Show all the lines in the data below that include the word "sign".
════════════════
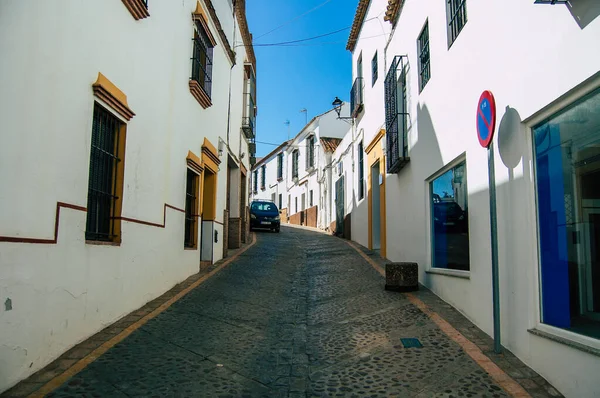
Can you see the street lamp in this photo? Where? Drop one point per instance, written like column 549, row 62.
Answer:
column 337, row 106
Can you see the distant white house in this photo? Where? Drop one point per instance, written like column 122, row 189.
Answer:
column 308, row 162
column 269, row 178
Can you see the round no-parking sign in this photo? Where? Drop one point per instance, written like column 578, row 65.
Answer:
column 486, row 118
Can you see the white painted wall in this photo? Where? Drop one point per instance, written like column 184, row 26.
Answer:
column 372, row 38
column 272, row 184
column 63, row 293
column 527, row 63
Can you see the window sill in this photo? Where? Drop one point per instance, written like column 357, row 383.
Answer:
column 101, row 243
column 137, row 8
column 563, row 340
column 450, row 272
column 200, row 95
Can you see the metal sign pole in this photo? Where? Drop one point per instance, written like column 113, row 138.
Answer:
════════════════
Answer below —
Can you see the round no-parking sign in this photo? Where? Drop one point per instance, written like column 578, row 65.
Can you see the metal sign pole in this photo? Where? Drop one point per instance, written like column 113, row 138.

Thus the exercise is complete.